*** Input rows

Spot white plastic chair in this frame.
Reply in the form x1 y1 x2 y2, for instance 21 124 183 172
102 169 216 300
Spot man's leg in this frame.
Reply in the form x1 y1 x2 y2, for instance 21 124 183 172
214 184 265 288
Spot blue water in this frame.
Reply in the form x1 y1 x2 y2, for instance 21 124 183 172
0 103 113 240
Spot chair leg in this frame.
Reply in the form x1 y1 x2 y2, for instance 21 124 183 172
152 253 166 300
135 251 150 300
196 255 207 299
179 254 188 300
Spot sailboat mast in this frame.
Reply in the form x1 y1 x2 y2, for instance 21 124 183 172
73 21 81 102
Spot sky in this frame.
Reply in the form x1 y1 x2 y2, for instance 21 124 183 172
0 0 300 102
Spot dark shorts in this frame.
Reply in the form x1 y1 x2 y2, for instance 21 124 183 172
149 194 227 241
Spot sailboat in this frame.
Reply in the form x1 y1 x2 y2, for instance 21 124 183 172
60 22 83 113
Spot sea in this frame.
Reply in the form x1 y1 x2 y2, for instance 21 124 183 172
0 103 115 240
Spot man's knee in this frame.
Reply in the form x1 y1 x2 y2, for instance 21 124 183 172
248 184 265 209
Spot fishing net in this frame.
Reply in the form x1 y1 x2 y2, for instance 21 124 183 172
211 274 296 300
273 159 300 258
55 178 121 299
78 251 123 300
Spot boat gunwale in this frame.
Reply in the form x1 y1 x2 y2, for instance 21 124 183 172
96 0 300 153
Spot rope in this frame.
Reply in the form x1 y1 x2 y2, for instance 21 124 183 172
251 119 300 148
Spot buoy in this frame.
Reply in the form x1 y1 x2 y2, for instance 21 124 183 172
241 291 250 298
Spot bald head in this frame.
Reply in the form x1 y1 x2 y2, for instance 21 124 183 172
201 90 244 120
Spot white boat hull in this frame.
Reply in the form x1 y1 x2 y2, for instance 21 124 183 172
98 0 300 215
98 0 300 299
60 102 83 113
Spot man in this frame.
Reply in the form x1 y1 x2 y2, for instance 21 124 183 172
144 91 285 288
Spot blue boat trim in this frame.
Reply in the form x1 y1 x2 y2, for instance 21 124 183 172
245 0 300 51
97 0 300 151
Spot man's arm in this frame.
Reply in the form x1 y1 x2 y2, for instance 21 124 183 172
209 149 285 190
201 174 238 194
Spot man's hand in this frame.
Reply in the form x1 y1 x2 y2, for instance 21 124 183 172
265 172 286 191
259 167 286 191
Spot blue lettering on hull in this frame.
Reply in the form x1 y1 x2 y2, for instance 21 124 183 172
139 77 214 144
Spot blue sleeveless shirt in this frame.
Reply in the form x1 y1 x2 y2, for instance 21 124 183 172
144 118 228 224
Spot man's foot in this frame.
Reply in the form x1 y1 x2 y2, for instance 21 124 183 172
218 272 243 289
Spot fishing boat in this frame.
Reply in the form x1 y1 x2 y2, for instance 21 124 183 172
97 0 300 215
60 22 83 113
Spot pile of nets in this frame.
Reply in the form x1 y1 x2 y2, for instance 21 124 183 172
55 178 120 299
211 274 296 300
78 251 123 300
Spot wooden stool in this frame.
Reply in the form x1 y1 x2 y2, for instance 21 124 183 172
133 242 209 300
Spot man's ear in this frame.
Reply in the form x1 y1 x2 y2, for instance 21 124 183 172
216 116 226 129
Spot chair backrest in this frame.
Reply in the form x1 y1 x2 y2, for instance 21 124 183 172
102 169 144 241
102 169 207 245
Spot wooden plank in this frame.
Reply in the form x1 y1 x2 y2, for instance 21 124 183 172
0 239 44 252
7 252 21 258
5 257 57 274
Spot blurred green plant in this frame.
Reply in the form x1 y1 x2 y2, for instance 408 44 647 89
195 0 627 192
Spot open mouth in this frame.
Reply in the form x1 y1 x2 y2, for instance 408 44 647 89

******

Can you rewrite the lines from the line with "Spot pile of nets in this frame." to the line with "133 242 209 300", swapping "pile of nets" for "heap of nets" and leaving everything else as it is?

Spot heap of nets in this frame.
Reply in the form x1 y1 x2 y2, for instance 21 124 183 172
55 178 120 299
211 274 296 300
78 251 123 300
Spot wooden stool in this frame.
Reply in the form x1 y1 x2 y2, for instance 21 124 183 172
133 242 209 300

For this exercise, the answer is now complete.